--- Supplied passage ---
____________
It hits me. The perfect ending. It's resonant, lyrical, satisfying and frustrating in the best ways, brings the themes together beautifully, and I know exactly how to write it.
I don't have a pen. I scramble. I search my brother-in-law's desk and find a brick-red crayon. Good enough. I start writing on a blank piece of paper, and I feel my eldest sister's eyes watching my every move. She asks what I'm doing and I can't answer—I'm too focused. Can't lose my thoughts. She's watching me write, and so I start writing in symbols that represents who and when and what. I write without words.
My sister frowns and smiles at the same time; she's confused and intrigued, amused and ever-so-slightly annoyed. I ignore her. I write. I scribble. I draw.
I finish and breathe a sigh of relief. The ending is just as important as the beginning, and I've been puzzling over it for weeks. I'm 70% through writing the book, and this—the brick-red crayon scribbling on this page—is the light at the end of the tunnel. A tension in my chest releases and I know that I will finish writing this book, and I know it'll be good.
2 - Jumping Across Roofs in a Basement
I'm in the basement of a corporate building. They've put four interns and a supervisor in a windowless room to do a four-month project, and I love every minute of it. You want to know who doesn't yell at you for yelling about formatting issues? Basement folk. Want to know who is cool if you spend ten minutes kicking a stress ball up and down a hallway? Basement folk. Play loud Christmas music and complain about not seeing sunlight in the dead of winter? Office work is immeasurably improved by the ability to yell about it. Everything is chill in the basement.
Want to know what else was chill? Spending a lunch break pressed flat against a basement wall and seeing how far you can jump without a running start and seeing how hard it is to turn 180 degrees with only four inches of carpet. String and tape get involved.
I was writing a now-absent scene in NAMELESS QUEEN and it was incredibly important at the time to know what a reasonable jumping distance is from a small ledge to a nearby roof. But how nearby is too nearby? How far is too far?
Cue me and my coworker (now a best friend) leaping and measuring distances from a white-painted cinderblock wall in a windowless basement room. Ah, the good old days. I work near windows now. There is significantly less yelling, less chill, but more sunlight.
3 - Dawn, two days before high school graduation
I'm seventeen. It's 5AM. I know I'm going to finish writing this book, my FIRST book (not NAMELESS QUEEN, but the book I wrote four books before that one). I'm so close. I'm writing in a fervor, tapping away at a laptop.
It's 6 AM. The sun is starting to rise. In the house, asleep, is my eldest sister's family. At some point, I turned off the TV, and I've been working in silence for hours. Birds are starting to sing.
It's 7:10 AM and I type the last keystroke. I wonder if it's too cheesy to write "THE END" at the end, because I know there are miles to go and days of revision and hundreds more hours of work ahead. I don't remember if I do or don't.
I remember closing my laptop. Staring out at the haze of light outside the closed blinds. Blinking at the green-yellow numbers on the DVD player and guessing how many hours of sleep I'll get. I wonder if I should wake the whole house up so that I can shout with them that I have finished writing a book. I have finished it. I am not done, but I have finished it.
I decide against it. I know they, a house of night owls, won't wake for hours. I know that if I fall asleep now, I'll sleep until 11 and might still wake up before them. But even if I don't, I know that I've been on their couch for the umpteenth night in a row, and if they wake before me, they'll do their best to stay quiet. Sleep as long as you want, they'll say. Help yourself to whatever is in the fridge, they'll say.
____________
--- Given entries ---

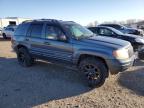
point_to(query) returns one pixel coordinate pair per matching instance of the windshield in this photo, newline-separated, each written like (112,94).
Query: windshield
(78,31)
(116,31)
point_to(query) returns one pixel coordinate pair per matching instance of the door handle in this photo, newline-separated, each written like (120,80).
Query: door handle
(47,43)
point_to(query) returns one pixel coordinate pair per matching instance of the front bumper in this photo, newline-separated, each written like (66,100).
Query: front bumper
(116,66)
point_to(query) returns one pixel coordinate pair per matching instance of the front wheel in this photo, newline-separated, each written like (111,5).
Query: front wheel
(95,71)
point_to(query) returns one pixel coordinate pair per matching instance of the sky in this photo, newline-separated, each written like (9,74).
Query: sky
(81,11)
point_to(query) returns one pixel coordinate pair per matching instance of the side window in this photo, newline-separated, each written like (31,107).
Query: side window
(106,32)
(36,30)
(21,30)
(54,33)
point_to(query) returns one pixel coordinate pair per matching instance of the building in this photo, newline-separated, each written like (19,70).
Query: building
(11,21)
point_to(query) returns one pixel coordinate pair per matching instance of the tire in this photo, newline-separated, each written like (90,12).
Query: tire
(4,36)
(24,58)
(94,70)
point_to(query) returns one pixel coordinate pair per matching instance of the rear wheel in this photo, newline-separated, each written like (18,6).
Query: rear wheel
(95,71)
(4,36)
(24,58)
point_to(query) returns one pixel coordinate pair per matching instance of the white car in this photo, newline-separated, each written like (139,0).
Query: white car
(8,32)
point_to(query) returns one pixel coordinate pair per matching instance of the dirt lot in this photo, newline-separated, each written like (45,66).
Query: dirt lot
(53,86)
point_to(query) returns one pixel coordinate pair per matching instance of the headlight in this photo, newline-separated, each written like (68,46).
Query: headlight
(139,40)
(121,54)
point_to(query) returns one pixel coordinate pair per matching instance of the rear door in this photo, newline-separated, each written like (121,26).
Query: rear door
(57,45)
(35,38)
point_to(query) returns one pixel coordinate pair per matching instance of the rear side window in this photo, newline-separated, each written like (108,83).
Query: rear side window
(36,30)
(22,29)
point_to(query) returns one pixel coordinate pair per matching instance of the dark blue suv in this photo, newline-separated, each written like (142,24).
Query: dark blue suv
(72,44)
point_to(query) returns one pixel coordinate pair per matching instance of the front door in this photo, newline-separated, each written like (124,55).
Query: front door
(56,44)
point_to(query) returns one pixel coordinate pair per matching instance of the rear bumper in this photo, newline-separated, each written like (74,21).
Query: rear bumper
(116,66)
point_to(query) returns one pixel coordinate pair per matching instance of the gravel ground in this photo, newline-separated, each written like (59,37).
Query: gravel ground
(47,85)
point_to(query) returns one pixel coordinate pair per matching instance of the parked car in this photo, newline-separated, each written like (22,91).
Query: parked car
(124,29)
(0,31)
(71,44)
(141,54)
(136,41)
(8,32)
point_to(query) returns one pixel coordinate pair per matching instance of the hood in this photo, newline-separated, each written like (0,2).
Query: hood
(106,41)
(133,36)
____________
--- Using the information ---
• 1. In the passage on writing the books, what did the writer find on the brother-in-law's desk and use to write down the ending?
• 2. Do these statements agree with the passage on writing the books? Answer yes or no for each, quoting the deciding words. (a) The writer was 70% through the book when the ending came. (b) The interns and supervisor worked in a basement room with one small window. (c) The writer typed the last keystroke of the first book at 6 AM.
• 3. Copy everything in the passage on writing the books from "I don't have" down to "write without words.".

--- Answers by task ---
• 1. A brick-red crayon.

• 2.
(a) Yes: "I'm 70% through writing the book"
(b) No: "in a windowless room"
(c) No: "It's 7:10 AM and I type the last keystroke."

• 3.
I don't have a pen. I scramble. I search my brother-in-law's desk and find a brick-red crayon. Good enough. I start writing on a blank piece of paper, and I feel my eldest sister's eyes watching my every move. She asks what I'm doing and I can't answer—I'm too focused. Can't lose my thoughts. She's watching me write, and so I start writing in symbols that represents who and when and what. I write without words.